#### Data:
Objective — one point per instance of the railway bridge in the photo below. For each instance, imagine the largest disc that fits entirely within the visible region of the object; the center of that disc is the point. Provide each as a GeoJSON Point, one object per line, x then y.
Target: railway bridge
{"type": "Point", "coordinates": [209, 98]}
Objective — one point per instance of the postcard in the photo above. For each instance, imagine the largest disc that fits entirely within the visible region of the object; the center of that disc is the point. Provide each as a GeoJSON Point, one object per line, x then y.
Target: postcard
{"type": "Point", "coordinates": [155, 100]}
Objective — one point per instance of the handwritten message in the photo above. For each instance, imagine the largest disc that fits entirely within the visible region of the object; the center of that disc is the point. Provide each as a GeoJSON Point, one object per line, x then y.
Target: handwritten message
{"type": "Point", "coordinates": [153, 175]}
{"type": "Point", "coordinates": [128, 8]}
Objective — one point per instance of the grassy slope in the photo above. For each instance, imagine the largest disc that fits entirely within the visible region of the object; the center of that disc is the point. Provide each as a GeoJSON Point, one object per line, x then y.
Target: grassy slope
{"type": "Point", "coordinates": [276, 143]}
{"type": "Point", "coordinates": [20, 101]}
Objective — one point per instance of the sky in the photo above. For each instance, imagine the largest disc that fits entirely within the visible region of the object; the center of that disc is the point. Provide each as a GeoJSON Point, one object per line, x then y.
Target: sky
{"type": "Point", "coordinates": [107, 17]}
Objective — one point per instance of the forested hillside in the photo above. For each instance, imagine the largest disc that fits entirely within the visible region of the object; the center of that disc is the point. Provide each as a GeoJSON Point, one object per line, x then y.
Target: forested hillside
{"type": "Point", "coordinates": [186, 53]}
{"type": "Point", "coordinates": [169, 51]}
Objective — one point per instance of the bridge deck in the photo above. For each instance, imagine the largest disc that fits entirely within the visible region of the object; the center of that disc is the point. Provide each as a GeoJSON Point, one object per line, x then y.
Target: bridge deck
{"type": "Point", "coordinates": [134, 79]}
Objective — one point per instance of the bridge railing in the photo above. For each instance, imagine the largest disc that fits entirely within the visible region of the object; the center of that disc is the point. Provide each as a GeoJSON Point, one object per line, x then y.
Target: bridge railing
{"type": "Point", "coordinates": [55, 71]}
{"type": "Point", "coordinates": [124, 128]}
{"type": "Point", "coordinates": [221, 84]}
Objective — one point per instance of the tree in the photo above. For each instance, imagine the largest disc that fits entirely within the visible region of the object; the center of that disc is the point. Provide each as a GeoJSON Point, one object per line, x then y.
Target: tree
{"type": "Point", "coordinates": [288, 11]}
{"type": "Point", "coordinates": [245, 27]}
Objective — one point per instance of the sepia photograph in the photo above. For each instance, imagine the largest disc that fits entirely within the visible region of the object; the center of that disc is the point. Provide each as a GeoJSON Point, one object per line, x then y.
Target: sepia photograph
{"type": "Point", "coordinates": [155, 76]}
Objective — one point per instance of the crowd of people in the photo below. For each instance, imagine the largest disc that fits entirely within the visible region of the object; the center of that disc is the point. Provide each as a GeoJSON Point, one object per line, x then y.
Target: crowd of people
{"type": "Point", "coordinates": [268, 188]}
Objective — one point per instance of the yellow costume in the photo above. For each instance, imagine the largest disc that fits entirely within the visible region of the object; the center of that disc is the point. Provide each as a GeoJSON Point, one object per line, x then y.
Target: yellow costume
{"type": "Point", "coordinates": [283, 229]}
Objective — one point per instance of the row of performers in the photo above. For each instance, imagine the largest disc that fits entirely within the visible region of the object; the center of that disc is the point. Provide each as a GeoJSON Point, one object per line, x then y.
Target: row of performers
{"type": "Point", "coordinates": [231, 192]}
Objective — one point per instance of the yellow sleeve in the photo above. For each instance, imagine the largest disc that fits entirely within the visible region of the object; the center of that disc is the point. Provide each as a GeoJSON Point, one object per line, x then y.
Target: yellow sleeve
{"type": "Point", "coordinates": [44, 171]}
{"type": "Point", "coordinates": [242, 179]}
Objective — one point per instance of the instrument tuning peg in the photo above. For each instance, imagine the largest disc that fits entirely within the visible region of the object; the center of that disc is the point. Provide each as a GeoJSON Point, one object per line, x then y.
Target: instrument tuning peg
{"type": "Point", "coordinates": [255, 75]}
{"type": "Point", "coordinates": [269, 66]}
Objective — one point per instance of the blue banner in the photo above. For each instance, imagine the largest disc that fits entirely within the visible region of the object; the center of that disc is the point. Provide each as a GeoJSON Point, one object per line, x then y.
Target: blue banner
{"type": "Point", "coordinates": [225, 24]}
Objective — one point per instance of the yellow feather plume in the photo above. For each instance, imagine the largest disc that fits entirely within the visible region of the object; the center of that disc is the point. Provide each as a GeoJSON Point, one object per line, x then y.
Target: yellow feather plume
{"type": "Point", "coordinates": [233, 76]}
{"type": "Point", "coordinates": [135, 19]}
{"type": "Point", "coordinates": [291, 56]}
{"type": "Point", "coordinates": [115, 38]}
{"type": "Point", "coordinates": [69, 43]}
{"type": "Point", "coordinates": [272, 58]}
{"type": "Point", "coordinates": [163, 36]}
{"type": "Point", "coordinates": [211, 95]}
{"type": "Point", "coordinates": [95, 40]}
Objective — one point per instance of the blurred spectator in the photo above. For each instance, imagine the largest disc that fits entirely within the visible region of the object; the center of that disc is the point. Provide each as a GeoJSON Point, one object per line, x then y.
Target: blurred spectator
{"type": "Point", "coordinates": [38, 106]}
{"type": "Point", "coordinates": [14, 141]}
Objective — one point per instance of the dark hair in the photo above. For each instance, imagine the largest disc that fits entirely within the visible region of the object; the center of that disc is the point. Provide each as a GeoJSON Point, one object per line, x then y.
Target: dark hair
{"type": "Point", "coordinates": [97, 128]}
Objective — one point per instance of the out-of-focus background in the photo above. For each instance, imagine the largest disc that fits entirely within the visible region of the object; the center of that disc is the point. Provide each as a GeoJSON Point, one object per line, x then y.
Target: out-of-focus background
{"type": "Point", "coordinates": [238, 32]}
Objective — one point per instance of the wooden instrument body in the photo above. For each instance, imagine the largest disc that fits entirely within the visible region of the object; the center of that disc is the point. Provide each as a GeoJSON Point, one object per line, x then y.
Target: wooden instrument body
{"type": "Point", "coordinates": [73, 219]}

#### Work to be completed:
Look for the word "below" in the data, then return every line that contains it.

#### Response to the task:
Objective — one point per instance of the railway bridge in the photo below. For each instance, imagine the largest disc that fits entirely within the visible region of the object; the center of that disc is the point. Provide each as a GeoJSON Point, one object per line, x then y.
Objective — one point per instance of the crowd of people in the photo below. For each instance, imagine the largest disc that fits entirely within the visible region of the object; the center of that disc is the point. Provide each as a GeoJSON Point, one object per line, x then y.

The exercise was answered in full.